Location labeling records

§

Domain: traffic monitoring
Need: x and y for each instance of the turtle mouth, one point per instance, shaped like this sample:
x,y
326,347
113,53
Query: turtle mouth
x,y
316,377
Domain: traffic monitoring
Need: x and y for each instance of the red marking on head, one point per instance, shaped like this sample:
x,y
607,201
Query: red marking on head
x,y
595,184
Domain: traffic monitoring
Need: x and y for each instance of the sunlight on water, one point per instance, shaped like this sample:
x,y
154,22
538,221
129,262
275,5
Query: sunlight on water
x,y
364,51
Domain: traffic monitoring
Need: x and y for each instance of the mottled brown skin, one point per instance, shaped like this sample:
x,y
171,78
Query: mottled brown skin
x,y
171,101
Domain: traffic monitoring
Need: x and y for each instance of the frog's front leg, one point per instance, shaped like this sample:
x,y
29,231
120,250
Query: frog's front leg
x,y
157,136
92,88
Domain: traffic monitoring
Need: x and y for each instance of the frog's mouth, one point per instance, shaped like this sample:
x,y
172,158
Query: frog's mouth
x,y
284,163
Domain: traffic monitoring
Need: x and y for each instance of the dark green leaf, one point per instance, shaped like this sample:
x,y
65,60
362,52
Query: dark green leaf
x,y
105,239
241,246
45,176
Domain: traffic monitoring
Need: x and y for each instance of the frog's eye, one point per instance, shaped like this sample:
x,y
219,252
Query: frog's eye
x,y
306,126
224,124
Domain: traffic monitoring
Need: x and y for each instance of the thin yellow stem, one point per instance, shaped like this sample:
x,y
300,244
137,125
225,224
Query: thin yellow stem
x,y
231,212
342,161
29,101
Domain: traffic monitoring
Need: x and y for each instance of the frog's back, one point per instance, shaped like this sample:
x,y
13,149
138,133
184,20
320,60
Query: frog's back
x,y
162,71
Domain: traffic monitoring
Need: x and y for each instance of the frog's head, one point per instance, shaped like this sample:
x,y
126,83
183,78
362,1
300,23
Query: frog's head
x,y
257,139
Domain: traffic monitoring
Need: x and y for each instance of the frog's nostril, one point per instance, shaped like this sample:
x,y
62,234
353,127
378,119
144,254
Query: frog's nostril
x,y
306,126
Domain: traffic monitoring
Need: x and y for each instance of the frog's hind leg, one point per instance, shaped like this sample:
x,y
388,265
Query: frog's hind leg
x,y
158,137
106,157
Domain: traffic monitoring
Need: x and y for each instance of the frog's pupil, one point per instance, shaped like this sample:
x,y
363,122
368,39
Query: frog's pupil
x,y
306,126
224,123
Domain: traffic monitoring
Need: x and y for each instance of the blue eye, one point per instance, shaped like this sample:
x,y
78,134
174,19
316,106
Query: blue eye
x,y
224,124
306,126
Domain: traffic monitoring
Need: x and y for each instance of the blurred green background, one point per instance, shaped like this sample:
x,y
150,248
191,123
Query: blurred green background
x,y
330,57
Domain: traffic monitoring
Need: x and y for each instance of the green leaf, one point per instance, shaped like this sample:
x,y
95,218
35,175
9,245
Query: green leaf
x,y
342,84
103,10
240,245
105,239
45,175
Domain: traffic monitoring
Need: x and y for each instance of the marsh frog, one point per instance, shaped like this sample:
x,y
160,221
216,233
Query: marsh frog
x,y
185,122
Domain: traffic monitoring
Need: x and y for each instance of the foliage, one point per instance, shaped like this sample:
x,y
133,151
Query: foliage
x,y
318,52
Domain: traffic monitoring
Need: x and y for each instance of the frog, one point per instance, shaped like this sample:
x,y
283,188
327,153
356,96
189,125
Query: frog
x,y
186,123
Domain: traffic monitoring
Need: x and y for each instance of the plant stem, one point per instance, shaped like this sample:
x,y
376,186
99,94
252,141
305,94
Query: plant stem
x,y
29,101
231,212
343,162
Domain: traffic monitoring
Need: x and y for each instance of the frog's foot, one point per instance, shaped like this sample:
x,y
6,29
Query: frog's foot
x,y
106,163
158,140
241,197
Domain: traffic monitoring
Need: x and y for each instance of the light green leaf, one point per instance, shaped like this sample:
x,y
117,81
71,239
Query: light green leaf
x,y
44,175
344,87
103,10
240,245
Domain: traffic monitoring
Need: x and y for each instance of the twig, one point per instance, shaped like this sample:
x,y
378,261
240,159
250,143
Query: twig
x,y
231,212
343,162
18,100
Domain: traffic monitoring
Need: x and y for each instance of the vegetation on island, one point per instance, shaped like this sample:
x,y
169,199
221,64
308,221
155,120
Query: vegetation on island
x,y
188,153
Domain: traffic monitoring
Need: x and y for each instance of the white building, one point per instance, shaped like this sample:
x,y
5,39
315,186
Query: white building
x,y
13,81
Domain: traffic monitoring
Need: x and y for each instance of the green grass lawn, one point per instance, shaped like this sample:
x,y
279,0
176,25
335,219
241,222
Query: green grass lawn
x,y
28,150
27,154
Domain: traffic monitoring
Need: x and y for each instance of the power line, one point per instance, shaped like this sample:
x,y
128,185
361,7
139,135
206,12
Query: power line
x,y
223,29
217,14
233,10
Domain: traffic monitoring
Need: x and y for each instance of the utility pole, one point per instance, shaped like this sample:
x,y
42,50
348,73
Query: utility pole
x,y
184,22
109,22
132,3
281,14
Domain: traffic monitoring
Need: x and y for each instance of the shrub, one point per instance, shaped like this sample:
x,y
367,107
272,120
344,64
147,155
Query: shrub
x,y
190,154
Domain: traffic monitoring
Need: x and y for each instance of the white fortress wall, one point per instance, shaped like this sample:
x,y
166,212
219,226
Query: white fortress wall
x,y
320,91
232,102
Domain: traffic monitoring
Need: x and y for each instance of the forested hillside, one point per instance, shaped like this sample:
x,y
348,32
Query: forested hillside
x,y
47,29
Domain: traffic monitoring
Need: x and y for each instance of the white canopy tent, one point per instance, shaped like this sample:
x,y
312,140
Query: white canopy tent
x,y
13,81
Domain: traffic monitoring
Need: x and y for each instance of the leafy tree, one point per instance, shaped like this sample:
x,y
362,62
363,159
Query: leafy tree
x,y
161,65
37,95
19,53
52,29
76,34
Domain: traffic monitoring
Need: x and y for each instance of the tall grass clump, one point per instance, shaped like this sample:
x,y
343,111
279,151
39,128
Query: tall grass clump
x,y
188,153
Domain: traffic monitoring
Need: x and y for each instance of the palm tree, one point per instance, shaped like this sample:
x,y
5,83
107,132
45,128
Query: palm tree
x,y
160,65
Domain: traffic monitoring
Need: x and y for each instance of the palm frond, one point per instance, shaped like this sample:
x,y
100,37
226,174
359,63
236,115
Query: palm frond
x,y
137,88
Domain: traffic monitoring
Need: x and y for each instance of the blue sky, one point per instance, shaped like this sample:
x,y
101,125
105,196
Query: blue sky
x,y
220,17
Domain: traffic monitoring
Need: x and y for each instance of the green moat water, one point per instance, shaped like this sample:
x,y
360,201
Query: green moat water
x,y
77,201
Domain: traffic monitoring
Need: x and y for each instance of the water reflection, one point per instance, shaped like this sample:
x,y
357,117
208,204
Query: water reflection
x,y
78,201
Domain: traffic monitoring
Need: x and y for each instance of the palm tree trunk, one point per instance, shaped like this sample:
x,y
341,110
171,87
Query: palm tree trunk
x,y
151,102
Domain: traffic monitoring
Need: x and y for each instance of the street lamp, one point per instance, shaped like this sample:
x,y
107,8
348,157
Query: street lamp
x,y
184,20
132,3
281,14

§

Reproduce the entries above in full by retyping them exactly.

Domain: traffic monitoring
Need: x and y for each instance of the turtle mouth, one point per instance, shaped like this sample:
x,y
326,347
113,53
Query: turtle mouth
x,y
316,377
Domain: traffic monitoring
Need: x and y for each instance of the red marking on head, one point per instance, shaped like this sample:
x,y
607,201
Query: red marking on head
x,y
595,184
Domain: traffic monitoring
Need: x and y for each instance of the sunlight on water, one point per instance, shaped like this sample:
x,y
154,22
538,221
129,262
275,5
Query: sunlight on water
x,y
364,51
Domain: traffic monitoring
Need: x and y for each instance of the mottled brown skin, one point per instance, shaped like this sample:
x,y
171,78
Query: mottled brown skin
x,y
171,101
Domain: traffic monitoring
Need: x and y for each instance of the frog's front leg, one point per instance, shaped like this sample:
x,y
29,231
120,250
Query: frog's front leg
x,y
157,136
92,88
Domain: traffic monitoring
Need: x and y for each instance of the frog's mouth, one point per instance, shaped like this sample:
x,y
172,158
Query: frog's mouth
x,y
284,163
Domain: traffic monitoring
Need: x and y for each instance of the dark green leaf, one point per instance, shaped like this sample:
x,y
65,60
362,52
Query: dark green leaf
x,y
105,239
241,246
45,176
Domain: traffic monitoring
Need: x and y for each instance of the frog's eye, one point per instance, shaped like this sample:
x,y
219,252
Query: frog's eye
x,y
306,126
224,124
Domain: traffic monitoring
Need: x and y for each instance of the thin yellow stem, one point per instance, shaped like this sample:
x,y
300,244
137,125
225,224
Query: thin yellow stem
x,y
231,212
342,161
29,101
Domain: traffic monitoring
Need: x and y for each instance of the frog's back, one point per instance, shaped like this sample:
x,y
13,149
138,133
184,20
320,60
Query: frog's back
x,y
162,71
Domain: traffic monitoring
Need: x and y for each instance of the frog's head, one point per instance, shaped like this sample:
x,y
126,83
183,78
362,1
300,23
Query: frog's head
x,y
257,139
Domain: traffic monitoring
Need: x and y for each instance of the frog's nostril, one point per instance, shaped like this sample:
x,y
62,234
353,127
378,119
144,254
Query: frog's nostril
x,y
306,126
Domain: traffic monitoring
Need: x and y for each instance of the frog's hind leg, one point per instance, shaped like this sample:
x,y
388,265
Query: frog's hind leg
x,y
158,137
106,157
Domain: traffic monitoring
Need: x and y for each instance of the frog's pupil, one point per instance, shaped like this sample:
x,y
363,122
368,39
Query: frog's pupil
x,y
306,126
224,123
Domain: traffic monitoring
Need: x and y for each instance of the blue eye, one point per instance, shaped like this sample:
x,y
78,134
174,19
316,106
Query: blue eye
x,y
224,124
306,126
Domain: traffic monitoring
Need: x and y for each instance of the blurred green background, one point per instance, shaped like this sample:
x,y
150,248
191,123
Query: blurred green background
x,y
330,57
Domain: traffic monitoring
Need: x and y for each instance of the green leaf, one point per instance, shaped like this sample:
x,y
95,218
35,175
9,245
Query: green leaf
x,y
342,84
103,10
240,245
105,239
45,175
Domain: traffic monitoring
Need: x and y for each instance of the marsh frog, one point per instance, shaped like this sample:
x,y
160,221
216,233
Query: marsh frog
x,y
185,122
Domain: traffic monitoring
Need: x and y for each instance of the foliage, one point per instance, shaped like this sample:
x,y
133,151
Query: foliage
x,y
318,52
Domain: traffic monitoring
Need: x and y for each instance of the frog, one point per instance, shaped like this sample:
x,y
283,188
327,153
356,96
189,125
Query: frog
x,y
186,123
Domain: traffic monitoring
Need: x and y for each instance of the plant stem, one point per instance, shaped like this sample:
x,y
376,186
99,94
252,141
305,94
Query: plant stem
x,y
29,101
231,212
343,162
Domain: traffic monitoring
Need: x and y for each instance of the frog's foot, one point per instance, shaped like this sample:
x,y
6,29
Query: frog's foot
x,y
106,163
158,140
241,197
Domain: traffic monitoring
Need: x and y for each instance of the light green leaf, one point per instance, shaped like this sample:
x,y
117,81
71,239
Query: light green leaf
x,y
44,175
344,87
103,10
240,245
Domain: traffic monitoring
Need: x and y for each instance of the twig, one point per instance, shaped like this sample:
x,y
378,261
240,159
250,143
Query: twig
x,y
231,212
343,162
18,100
Domain: traffic monitoring
Need: x and y for each instance of the vegetation on island, one point per instance, shaped like this sample:
x,y
169,199
221,64
308,221
155,120
Query: vegetation on island
x,y
188,153
Domain: traffic monitoring
Need: x and y for each instance of the white building, one point per instance, shaped like this sample:
x,y
5,39
315,186
Query: white building
x,y
13,81
Domain: traffic monitoring
Need: x and y for each instance of the green grass lawn, one point per instance, shaped like this sample:
x,y
279,0
176,25
335,219
241,222
Query: green grass lawn
x,y
28,150
27,154
Domain: traffic monitoring
Need: x and y for each instance of the power line, one point per instance, shaped like this sample:
x,y
128,185
361,7
139,135
206,12
Query: power line
x,y
223,29
217,14
233,10
Domain: traffic monitoring
Need: x and y for each instance of the utility pole, one point per instance, shaped like this sample:
x,y
42,50
348,73
Query: utility pole
x,y
184,22
109,22
132,3
281,14
Domain: traffic monitoring
Need: x and y for each instance of the shrub, one point per instance, shaped like this sample:
x,y
367,107
272,120
344,64
147,155
Query: shrub
x,y
190,154
Domain: traffic monitoring
Need: x and y for each instance of the white fortress wall, one point per instance, shaped like this sample:
x,y
166,212
219,226
Query: white fortress wall
x,y
320,91
232,102
Domain: traffic monitoring
Need: x and y for each instance of the forested hillside, one point per instance, shaped like this sample:
x,y
348,32
Query: forested hillside
x,y
47,29
Domain: traffic monitoring
Need: x and y for each instance of the white canopy tent, one point per instance, shaped like this sample:
x,y
312,140
Query: white canopy tent
x,y
13,81
Domain: traffic monitoring
Need: x and y for each instance of the leafy tree, one point per instance, shaped like this sample:
x,y
362,62
363,159
Query: leafy tree
x,y
161,65
37,95
19,53
52,29
76,34
Domain: traffic monitoring
Need: x and y for each instance of the tall grass clump, one point per instance, shaped like this sample:
x,y
343,111
279,151
39,128
Query: tall grass clump
x,y
188,153
Domain: traffic monitoring
Need: x and y for each instance of the palm tree, one point per instance, shaped like this sample:
x,y
5,83
107,132
45,128
Query: palm tree
x,y
160,65
Domain: traffic monitoring
Need: x and y for each instance of the palm frond, one point per instance, shaped like this sample:
x,y
100,37
226,174
359,63
236,115
Query: palm frond
x,y
137,88
Domain: traffic monitoring
Need: x and y for each instance of the blue sky, one point per instance, shaped like this sample:
x,y
101,125
105,196
Query: blue sky
x,y
220,17
Domain: traffic monitoring
Need: x and y for each instance of the green moat water, one point per instance, shaped like this sample:
x,y
360,201
Query: green moat water
x,y
77,201
Domain: traffic monitoring
Need: x and y for each instance of the water reflection, one point per instance, shaped like this sample:
x,y
357,117
208,204
Query: water reflection
x,y
78,201
Domain: traffic monitoring
Need: x and y for each instance of the palm tree trunk, one point per instance, shaped like this sample:
x,y
341,110
171,87
Query: palm tree trunk
x,y
151,102
Domain: traffic monitoring
Need: x and y for each instance of the street lamp, one point per instance, shaped like this sample:
x,y
107,8
348,157
Query: street lamp
x,y
184,20
132,3
281,14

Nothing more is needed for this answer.